Can you copy out every one of the records below, line for line, with nothing changed?

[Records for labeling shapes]

=====

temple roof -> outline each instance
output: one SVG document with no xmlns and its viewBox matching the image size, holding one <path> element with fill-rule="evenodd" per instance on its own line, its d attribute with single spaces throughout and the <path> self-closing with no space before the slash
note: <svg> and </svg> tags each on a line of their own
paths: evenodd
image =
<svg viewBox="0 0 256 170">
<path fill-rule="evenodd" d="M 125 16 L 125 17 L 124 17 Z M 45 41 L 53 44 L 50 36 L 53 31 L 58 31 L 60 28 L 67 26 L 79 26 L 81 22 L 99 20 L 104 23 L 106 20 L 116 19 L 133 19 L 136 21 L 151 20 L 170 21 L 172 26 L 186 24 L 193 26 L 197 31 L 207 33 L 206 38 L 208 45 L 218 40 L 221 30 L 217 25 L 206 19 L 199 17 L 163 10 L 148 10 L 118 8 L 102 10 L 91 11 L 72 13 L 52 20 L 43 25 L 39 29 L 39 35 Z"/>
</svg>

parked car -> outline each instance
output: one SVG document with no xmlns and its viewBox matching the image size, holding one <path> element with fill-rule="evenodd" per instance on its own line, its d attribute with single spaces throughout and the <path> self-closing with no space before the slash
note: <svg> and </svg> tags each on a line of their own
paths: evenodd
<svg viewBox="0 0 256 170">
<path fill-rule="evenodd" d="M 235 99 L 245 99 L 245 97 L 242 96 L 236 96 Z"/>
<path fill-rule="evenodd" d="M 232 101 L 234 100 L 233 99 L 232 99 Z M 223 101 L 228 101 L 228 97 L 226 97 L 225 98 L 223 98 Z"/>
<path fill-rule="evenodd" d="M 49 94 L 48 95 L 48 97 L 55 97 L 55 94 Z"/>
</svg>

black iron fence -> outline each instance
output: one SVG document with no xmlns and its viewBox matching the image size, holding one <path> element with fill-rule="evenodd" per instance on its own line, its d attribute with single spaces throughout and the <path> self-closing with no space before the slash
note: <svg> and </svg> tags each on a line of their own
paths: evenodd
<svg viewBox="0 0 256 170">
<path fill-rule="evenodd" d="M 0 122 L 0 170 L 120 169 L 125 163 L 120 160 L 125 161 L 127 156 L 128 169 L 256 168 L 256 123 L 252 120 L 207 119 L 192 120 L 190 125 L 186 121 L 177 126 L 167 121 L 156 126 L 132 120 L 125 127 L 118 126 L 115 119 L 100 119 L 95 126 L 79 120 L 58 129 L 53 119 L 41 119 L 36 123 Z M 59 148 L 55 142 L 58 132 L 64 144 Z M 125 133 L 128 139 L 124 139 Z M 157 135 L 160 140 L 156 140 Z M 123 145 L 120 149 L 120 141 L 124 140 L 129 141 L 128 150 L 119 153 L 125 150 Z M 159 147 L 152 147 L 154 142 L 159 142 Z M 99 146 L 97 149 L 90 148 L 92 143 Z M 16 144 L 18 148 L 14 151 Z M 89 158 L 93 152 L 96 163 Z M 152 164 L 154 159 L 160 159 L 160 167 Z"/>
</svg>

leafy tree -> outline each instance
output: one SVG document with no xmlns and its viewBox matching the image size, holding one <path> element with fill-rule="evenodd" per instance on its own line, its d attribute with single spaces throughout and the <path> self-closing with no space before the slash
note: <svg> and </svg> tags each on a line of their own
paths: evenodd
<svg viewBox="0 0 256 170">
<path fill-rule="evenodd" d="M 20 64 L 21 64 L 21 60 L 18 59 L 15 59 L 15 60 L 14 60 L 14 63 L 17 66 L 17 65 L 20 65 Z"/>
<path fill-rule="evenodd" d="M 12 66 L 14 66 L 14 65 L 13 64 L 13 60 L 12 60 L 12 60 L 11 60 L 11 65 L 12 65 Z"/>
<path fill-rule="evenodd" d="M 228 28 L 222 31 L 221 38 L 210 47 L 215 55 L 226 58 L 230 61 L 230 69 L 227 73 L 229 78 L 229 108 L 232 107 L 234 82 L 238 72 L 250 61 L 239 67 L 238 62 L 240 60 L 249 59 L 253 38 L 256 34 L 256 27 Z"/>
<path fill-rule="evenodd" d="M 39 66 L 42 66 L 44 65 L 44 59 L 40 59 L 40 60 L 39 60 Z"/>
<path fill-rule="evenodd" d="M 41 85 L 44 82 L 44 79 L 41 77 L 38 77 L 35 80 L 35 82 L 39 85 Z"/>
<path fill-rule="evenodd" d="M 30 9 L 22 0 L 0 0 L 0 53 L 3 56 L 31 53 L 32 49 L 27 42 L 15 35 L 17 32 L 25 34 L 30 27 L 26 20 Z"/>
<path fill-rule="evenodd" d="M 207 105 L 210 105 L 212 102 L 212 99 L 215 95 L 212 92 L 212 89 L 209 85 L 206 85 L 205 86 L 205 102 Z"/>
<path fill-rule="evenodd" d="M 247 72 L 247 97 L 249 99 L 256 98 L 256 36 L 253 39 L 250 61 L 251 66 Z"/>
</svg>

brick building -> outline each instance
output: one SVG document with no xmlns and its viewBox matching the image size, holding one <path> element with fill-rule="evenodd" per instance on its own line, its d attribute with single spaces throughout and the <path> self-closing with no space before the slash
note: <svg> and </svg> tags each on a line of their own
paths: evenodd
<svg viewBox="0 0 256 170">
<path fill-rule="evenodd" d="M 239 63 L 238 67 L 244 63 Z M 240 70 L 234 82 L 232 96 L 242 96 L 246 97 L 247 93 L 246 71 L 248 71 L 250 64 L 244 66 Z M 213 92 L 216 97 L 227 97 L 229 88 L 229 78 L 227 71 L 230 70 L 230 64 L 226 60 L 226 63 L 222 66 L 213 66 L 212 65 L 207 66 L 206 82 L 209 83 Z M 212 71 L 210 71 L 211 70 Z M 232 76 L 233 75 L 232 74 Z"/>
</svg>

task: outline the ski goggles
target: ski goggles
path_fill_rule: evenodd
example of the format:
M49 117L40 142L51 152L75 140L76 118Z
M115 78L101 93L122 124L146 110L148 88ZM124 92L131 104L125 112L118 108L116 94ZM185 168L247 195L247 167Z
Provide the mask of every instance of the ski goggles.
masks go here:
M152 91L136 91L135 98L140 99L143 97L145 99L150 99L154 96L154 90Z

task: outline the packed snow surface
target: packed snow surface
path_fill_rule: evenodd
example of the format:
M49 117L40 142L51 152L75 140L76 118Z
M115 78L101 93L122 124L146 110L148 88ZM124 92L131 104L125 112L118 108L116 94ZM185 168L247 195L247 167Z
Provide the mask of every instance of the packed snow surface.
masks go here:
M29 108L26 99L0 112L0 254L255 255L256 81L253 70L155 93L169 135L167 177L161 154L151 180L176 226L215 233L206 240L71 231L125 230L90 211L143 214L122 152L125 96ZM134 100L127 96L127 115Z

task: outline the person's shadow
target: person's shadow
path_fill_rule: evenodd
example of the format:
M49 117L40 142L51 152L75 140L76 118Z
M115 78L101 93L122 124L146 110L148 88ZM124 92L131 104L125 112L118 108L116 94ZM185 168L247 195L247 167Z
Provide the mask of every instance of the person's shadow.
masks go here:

=====

### Response to this task
temple roof -> outline each instance
output: one SVG document with no xmlns and its viewBox matching the image size, holding one <path> element with fill-rule="evenodd" per instance on its own line, its d attribute with single spaces throughout and the <path> self-closing with no space before the slash
note: <svg> and </svg> tags each on a line of their own
paths: evenodd
image =
<svg viewBox="0 0 256 170">
<path fill-rule="evenodd" d="M 125 16 L 125 17 L 124 17 Z M 45 41 L 53 44 L 50 36 L 53 31 L 58 31 L 60 28 L 67 26 L 79 26 L 81 22 L 99 20 L 104 23 L 106 20 L 116 19 L 133 19 L 136 21 L 151 20 L 170 21 L 172 26 L 186 24 L 193 26 L 197 31 L 207 33 L 206 38 L 208 45 L 218 40 L 221 30 L 217 25 L 206 19 L 199 17 L 163 10 L 148 10 L 118 8 L 102 10 L 91 11 L 72 13 L 52 20 L 43 25 L 39 29 L 39 35 Z"/>
</svg>

parked car -> outline each instance
output: one SVG document with no xmlns and its viewBox matching the image size, holding one <path> element with fill-rule="evenodd" per instance on its own line, its d attribute with single spaces throughout and the <path> self-closing with no space before the slash
note: <svg> and </svg> tags each on a line of their own
paths: evenodd
<svg viewBox="0 0 256 170">
<path fill-rule="evenodd" d="M 235 99 L 245 99 L 245 97 L 242 96 L 236 96 Z"/>
<path fill-rule="evenodd" d="M 232 101 L 234 100 L 233 99 L 232 99 Z M 223 101 L 228 101 L 228 97 L 226 97 L 225 98 L 223 98 Z"/>
<path fill-rule="evenodd" d="M 49 94 L 48 95 L 48 97 L 55 97 L 55 94 Z"/>
</svg>

black iron fence -> outline each instance
output: one SVG document with no xmlns and its viewBox matching the image size, holding one <path> element with fill-rule="evenodd" per instance on its own line, its d attribute with single spaces throughout and the <path> self-closing with no space before the slash
note: <svg> and </svg> tags each on a line of their own
paths: evenodd
<svg viewBox="0 0 256 170">
<path fill-rule="evenodd" d="M 0 122 L 0 170 L 120 169 L 125 163 L 120 160 L 125 161 L 127 156 L 128 169 L 256 168 L 256 123 L 252 120 L 207 119 L 192 120 L 190 125 L 186 121 L 177 126 L 167 121 L 156 126 L 132 120 L 125 127 L 118 126 L 115 119 L 100 119 L 95 126 L 79 120 L 58 129 L 53 119 L 41 119 L 36 123 Z M 59 148 L 55 142 L 58 132 L 64 144 Z M 125 133 L 128 139 L 124 139 Z M 157 135 L 160 140 L 156 140 Z M 123 145 L 120 149 L 120 141 L 124 140 L 129 141 L 128 150 L 119 153 L 125 150 Z M 159 147 L 152 147 L 154 142 L 159 142 Z M 99 146 L 97 149 L 90 148 L 92 143 Z M 16 144 L 18 148 L 14 151 Z M 89 158 L 93 152 L 96 163 Z M 152 164 L 154 159 L 160 159 L 160 167 Z"/>
</svg>

leafy tree -> outline each instance
output: one SVG document with no xmlns and its viewBox matching the image size, holding one <path> element with fill-rule="evenodd" per instance on its own line, its d attribute with single spaces throughout and the <path> self-closing with no space before the slash
note: <svg> and </svg> tags each on a line of their own
paths: evenodd
<svg viewBox="0 0 256 170">
<path fill-rule="evenodd" d="M 20 64 L 21 64 L 21 60 L 18 59 L 15 59 L 15 60 L 14 60 L 14 63 L 17 66 L 17 65 L 20 65 Z"/>
<path fill-rule="evenodd" d="M 12 66 L 14 66 L 14 65 L 13 64 L 13 60 L 12 60 L 12 60 L 11 60 L 11 65 L 12 65 Z"/>
<path fill-rule="evenodd" d="M 228 28 L 222 31 L 221 38 L 210 47 L 215 55 L 226 58 L 230 61 L 230 69 L 227 73 L 229 78 L 229 108 L 232 107 L 234 82 L 238 72 L 250 61 L 239 67 L 238 62 L 240 60 L 249 59 L 253 38 L 256 34 L 256 27 Z"/>
<path fill-rule="evenodd" d="M 39 66 L 42 66 L 44 65 L 44 59 L 40 59 L 40 60 L 39 60 Z"/>
<path fill-rule="evenodd" d="M 41 85 L 44 82 L 44 79 L 41 77 L 38 77 L 35 80 L 35 82 L 39 85 Z"/>
<path fill-rule="evenodd" d="M 30 9 L 22 0 L 0 0 L 0 53 L 3 56 L 31 53 L 32 49 L 27 42 L 15 35 L 17 32 L 25 34 L 30 27 L 26 20 Z"/>
<path fill-rule="evenodd" d="M 207 105 L 210 105 L 212 102 L 212 99 L 215 95 L 212 92 L 212 89 L 209 85 L 206 85 L 205 86 L 205 102 Z"/>
<path fill-rule="evenodd" d="M 247 72 L 247 97 L 249 99 L 256 98 L 256 36 L 253 39 L 250 61 L 251 66 Z"/>
</svg>

brick building -> outline each instance
output: one SVG document with no xmlns and its viewBox matching the image size, holding one <path> element with fill-rule="evenodd" per instance on its own line, its d attribute with single spaces throughout and the <path> self-closing with no space before the slash
note: <svg> and </svg> tags each on a line of their own
paths: evenodd
<svg viewBox="0 0 256 170">
<path fill-rule="evenodd" d="M 239 63 L 238 67 L 244 63 Z M 240 70 L 234 82 L 232 96 L 242 96 L 246 97 L 247 93 L 246 71 L 248 71 L 250 64 L 244 66 Z M 213 92 L 216 97 L 227 97 L 229 88 L 229 78 L 227 71 L 230 70 L 230 64 L 226 60 L 226 63 L 222 66 L 213 66 L 212 65 L 207 66 L 206 82 L 209 83 Z M 212 71 L 210 71 L 211 70 Z M 232 76 L 233 75 L 232 74 Z"/>
</svg>

task: outline the ski goggles
target: ski goggles
path_fill_rule: evenodd
example of the format:
M49 117L40 142L51 152L75 140L76 118Z
M115 78L101 93L122 124L146 110L148 88ZM124 92L131 104L125 112L118 108L116 94ZM185 168L247 195L247 167Z
Provide the mask of every instance of the ski goggles.
masks go here:
M152 91L136 91L135 98L140 99L143 97L145 99L150 99L154 96L154 90Z

task: outline the packed snow surface
target: packed snow surface
path_fill_rule: evenodd
example of the format:
M49 117L40 142L51 152L75 140L76 118Z
M115 78L101 93L122 124L146 110L148 88ZM124 92L131 104L125 112L118 108L116 94ZM185 168L247 195L247 167Z
Provide the mask of every instance of the packed snow surface.
masks go here:
M29 108L26 99L0 112L0 254L255 255L256 81L253 70L155 93L169 135L167 177L161 154L151 180L176 226L215 233L206 240L71 231L125 230L90 211L143 214L122 152L125 96ZM134 100L127 96L127 115Z

task: outline the person's shadow
target: person's shadow
path_fill_rule: evenodd
example of the format:
M49 117L40 142L51 152L75 140L76 118Z
M115 78L101 93L122 124L146 110L148 88ZM124 92L131 104L125 112L118 108L116 94ZM185 168L247 195L247 167Z
Provide the mask of every instance of the person's shadow.
masks go here:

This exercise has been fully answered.